§ **Problem to solve**
Please copy the entries below, changing each "photo" to "image" and keeping everything else as it is. Leave the pictures out of your answer.

§ **Supplied material**
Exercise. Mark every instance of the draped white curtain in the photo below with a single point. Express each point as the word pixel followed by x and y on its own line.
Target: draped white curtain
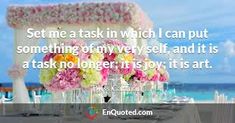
pixel 20 92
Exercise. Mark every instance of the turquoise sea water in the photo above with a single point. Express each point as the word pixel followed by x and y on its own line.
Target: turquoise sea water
pixel 203 92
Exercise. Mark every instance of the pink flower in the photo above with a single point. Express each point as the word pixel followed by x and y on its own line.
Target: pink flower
pixel 48 56
pixel 65 80
pixel 126 70
pixel 104 73
pixel 163 78
pixel 139 75
pixel 16 71
pixel 155 77
pixel 108 57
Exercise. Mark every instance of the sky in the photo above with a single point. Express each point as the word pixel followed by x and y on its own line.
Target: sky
pixel 215 15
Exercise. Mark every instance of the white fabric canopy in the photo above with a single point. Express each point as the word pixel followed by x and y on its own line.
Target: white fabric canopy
pixel 19 89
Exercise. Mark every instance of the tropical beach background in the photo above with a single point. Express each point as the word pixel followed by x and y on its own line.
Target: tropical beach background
pixel 217 16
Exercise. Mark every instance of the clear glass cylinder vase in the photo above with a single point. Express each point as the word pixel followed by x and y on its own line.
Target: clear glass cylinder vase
pixel 113 88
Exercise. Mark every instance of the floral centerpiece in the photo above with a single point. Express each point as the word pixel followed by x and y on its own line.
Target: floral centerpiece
pixel 64 79
pixel 123 61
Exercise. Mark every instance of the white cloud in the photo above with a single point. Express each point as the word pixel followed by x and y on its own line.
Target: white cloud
pixel 229 47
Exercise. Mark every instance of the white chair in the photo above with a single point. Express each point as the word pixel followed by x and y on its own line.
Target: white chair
pixel 36 98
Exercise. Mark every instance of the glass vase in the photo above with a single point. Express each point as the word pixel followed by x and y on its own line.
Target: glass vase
pixel 113 88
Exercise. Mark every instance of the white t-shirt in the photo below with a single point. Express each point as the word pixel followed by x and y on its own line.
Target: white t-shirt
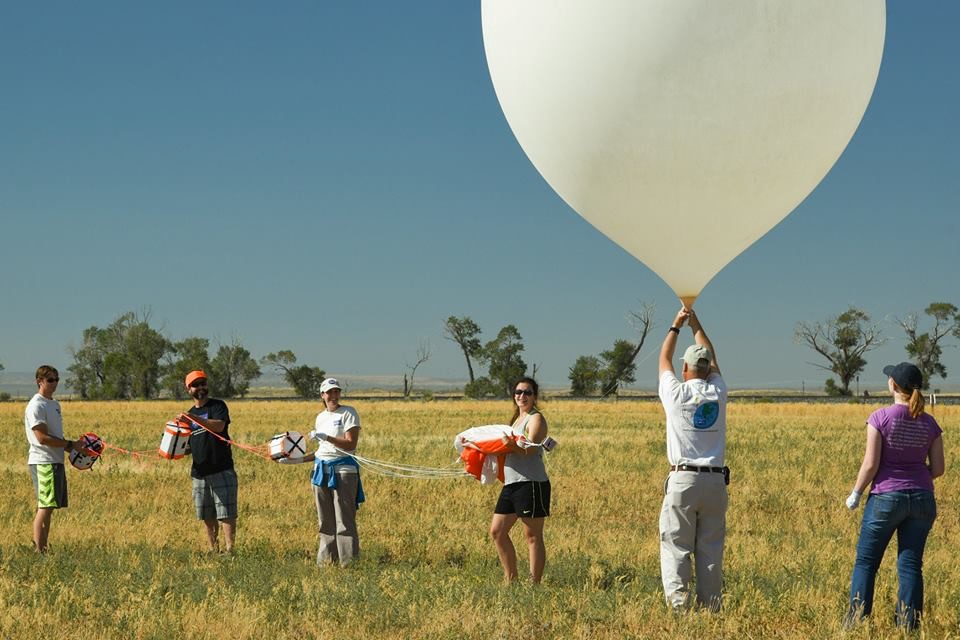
pixel 696 419
pixel 46 411
pixel 335 423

§ **Exercise response**
Exercise. Mark every instance of the draped white curtain in the image below with a single point. Express each point as the word pixel followed by x and y on its own line.
Target: draped white curtain
pixel 20 92
Exercise. Mark every instance of the turquoise sea water in the image above with a single point. Express each point as the word pixel followed by x and y on its own line.
Target: turquoise sea water
pixel 203 92
Exercise. Mark every instance of the pink flower in the image above with a single point. Express each point as the word pixel followed by x and y on its own line.
Target: pink flower
pixel 48 56
pixel 65 80
pixel 126 70
pixel 104 73
pixel 163 78
pixel 139 75
pixel 16 71
pixel 155 77
pixel 108 57
Exercise. Mark every instance of the sky in the image above with a single point. Express each point as the word pixel followed by x and y on its own line.
Target: sky
pixel 215 15
Exercise. Mark every instance of the white fabric canopy in the image above with a single point. Express each point as the word pixel followed by x and y on its own line.
Target: white fabric canopy
pixel 19 89
Exercise. Mark every instance of the tropical beach background in the image above with a single point. Express each point as the word pixel followed by x and y on its own line.
Target: tropical beach background
pixel 217 16
Exercise. Mark every instance of the clear glass cylinder vase in the image above with a single point. Express each point as the word pixel followed by x and y on its own line.
Target: clear glass cylinder vase
pixel 113 88
Exercise. Mark every instance of the floral centerpiece in the image above with a single point. Express each point as the word pixel followed by x and y on its own line.
Target: floral centerpiece
pixel 64 79
pixel 123 61
Exercise. Mark every instance of the white cloud in the image above with a single point. Express each point as the word pixel followed by x and y on its own line.
Target: white cloud
pixel 229 47
Exercise. Mark every instance of the white chair in the image above with a single point. Express each point as the word pixel followed by x and y on its own line.
Target: white chair
pixel 36 98
Exercise. Mark every instance of the glass vase in the image above with a single point. Express each point as the word pixel followed by x and y on its own line.
Target: glass vase
pixel 113 88
Exercise. Mark every instance of the white t-shirt in the image below with a single point. Express each point as the word pixel followed by x and y on its own line.
Target: white t-shirt
pixel 696 419
pixel 46 411
pixel 335 423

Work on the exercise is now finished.